- _Data supplied_
◆ ◆ ◆
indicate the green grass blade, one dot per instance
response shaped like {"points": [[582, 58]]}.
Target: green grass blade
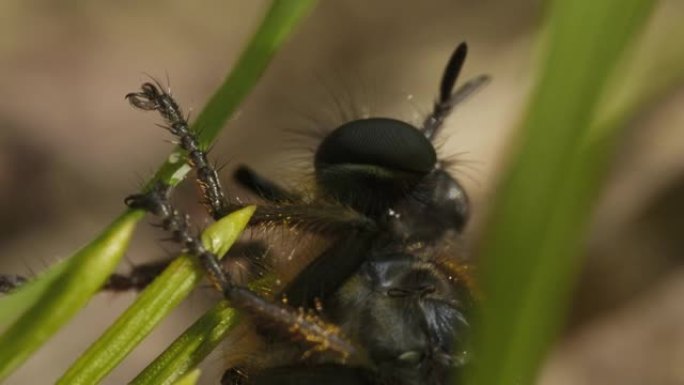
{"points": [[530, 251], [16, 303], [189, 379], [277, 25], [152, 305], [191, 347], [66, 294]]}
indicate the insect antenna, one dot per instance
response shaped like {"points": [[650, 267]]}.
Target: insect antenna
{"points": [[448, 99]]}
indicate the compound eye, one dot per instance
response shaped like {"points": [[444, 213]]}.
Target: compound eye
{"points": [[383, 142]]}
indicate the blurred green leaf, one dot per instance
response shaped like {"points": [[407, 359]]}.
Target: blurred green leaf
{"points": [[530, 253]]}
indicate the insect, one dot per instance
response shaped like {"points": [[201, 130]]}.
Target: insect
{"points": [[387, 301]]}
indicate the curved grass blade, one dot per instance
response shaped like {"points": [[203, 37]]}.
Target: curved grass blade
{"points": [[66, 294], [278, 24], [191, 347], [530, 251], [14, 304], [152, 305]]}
◆ ◆ ◆
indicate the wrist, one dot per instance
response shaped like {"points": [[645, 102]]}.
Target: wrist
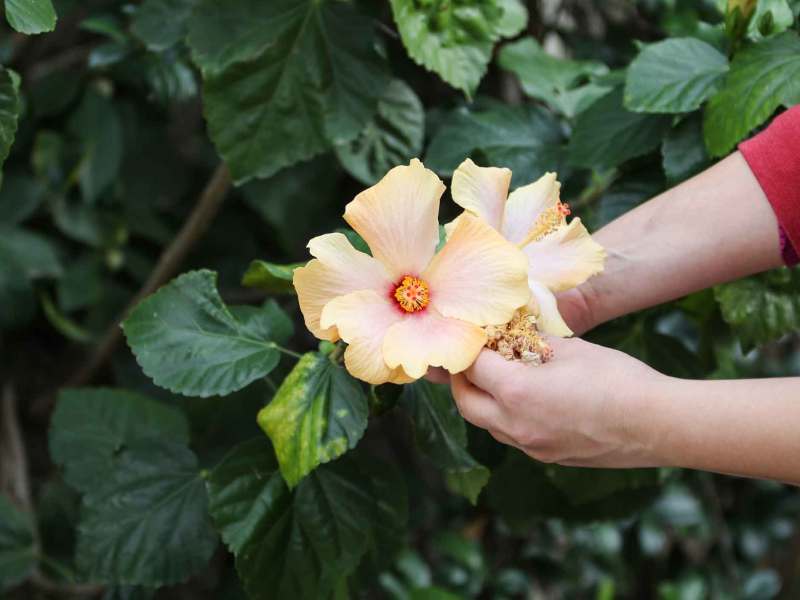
◆ ◆ ◆
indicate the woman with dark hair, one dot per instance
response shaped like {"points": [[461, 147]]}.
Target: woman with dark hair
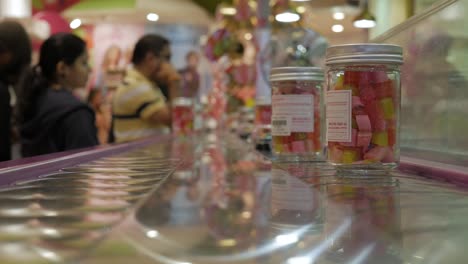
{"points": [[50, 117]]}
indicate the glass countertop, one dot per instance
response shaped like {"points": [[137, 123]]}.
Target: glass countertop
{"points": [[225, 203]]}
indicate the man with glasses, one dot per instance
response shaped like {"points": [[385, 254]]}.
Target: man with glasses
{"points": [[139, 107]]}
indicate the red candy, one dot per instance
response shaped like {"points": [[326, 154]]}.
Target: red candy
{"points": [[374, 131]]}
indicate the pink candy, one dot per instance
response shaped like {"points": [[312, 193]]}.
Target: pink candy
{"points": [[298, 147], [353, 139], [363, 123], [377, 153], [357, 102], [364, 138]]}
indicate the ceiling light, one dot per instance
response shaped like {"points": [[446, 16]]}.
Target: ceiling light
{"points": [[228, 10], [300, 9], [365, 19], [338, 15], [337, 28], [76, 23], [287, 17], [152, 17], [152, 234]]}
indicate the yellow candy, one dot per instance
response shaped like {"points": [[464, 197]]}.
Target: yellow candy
◆ ◆ ◆
- _What you have to do_
Each line in the records that carries "wrist" must be copied out.

- _Response_
indicate the wrist, one dot per instance
Target: wrist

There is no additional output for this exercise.